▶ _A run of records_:
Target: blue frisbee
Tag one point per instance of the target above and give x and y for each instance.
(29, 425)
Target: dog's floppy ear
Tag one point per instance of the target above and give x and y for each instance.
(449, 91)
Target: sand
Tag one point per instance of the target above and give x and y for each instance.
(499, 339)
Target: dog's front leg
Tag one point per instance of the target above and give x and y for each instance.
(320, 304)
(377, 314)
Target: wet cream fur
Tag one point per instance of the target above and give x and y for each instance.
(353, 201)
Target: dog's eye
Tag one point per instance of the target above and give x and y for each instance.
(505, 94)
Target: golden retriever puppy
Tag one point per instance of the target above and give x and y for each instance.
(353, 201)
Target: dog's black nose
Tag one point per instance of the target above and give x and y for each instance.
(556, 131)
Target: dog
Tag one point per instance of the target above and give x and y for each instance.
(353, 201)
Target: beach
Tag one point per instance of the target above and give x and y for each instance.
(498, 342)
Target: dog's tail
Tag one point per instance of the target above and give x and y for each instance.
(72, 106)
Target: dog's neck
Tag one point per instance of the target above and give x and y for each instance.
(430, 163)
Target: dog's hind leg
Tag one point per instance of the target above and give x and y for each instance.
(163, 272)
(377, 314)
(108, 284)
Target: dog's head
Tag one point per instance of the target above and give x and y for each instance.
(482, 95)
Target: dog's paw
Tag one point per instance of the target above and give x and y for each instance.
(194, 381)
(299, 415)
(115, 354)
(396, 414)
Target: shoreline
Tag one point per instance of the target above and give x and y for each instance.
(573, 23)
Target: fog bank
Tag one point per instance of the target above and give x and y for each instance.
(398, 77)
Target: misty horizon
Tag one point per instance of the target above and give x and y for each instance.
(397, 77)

▶ _Task requirements_: Reproduce every one of the records above, substituting "occurrence" for each occurrence of "instance" and leaving all else unchanged.

▶ _Exercise response_:
Target: blue frisbee
Tag one point per occurrence of the target above and give x and y for each occurrence.
(29, 425)
Target: dog's floppy ear
Tag one point per occurrence of the target above and give x and y for each occurrence.
(449, 91)
Target: sand
Tag one point per occurrence of the target above and give x and y for each occurrence.
(499, 339)
Target: dog's front leg
Tag one point per occurrence of the target above and give x and y for each occurrence.
(320, 304)
(377, 314)
Target: wet cream fur
Tag one point per occurrence of the target above and give x and y for each occurrence.
(353, 201)
Target: dog's eye
Tag one point per occurrence of the target above and give x and y for each occurrence.
(505, 94)
Target: golden retriever puppy
Tag one point per occurrence of the target above and give x and y for each occurrence.
(353, 201)
Target: dog's black nose
Tag one point per occurrence of the target above and give x and y for each occurrence.
(556, 131)
Target: dog
Tag one point per occurrence of the target above and give x and y for each occurrence.
(353, 201)
Target: beach
Tag one point per occurrence of the target above and give x and y for each occurrence.
(498, 342)
Target: dog's tail
Tag one point per occurrence of the target above and give x and y for each occurrence.
(72, 106)
Target: dog's neck
Tag one point per occurrence of the target above and give x and y for each occurrence.
(430, 163)
Target: dog's hind leg
Tag one point per occurrence of the target above and give x and y for each occurrence.
(163, 272)
(377, 314)
(108, 284)
Target: dog's head
Tag one point per occurrence of the target above and give x and y for each occurrence.
(482, 95)
Target: dog's paw
Tag one point per occurrence of the target above and give x and y for each occurrence.
(194, 381)
(299, 415)
(115, 354)
(396, 414)
Target: shoreline
Tag one point per occurrence of the target above and give x and y for each occurrence.
(573, 23)
Target: fog bank
Tag one point per occurrence of the target above and give x and y for each occurrence.
(398, 77)
Target: misty horizon
Tag one point per occurrence of the target above and give x and y for each occurrence.
(397, 77)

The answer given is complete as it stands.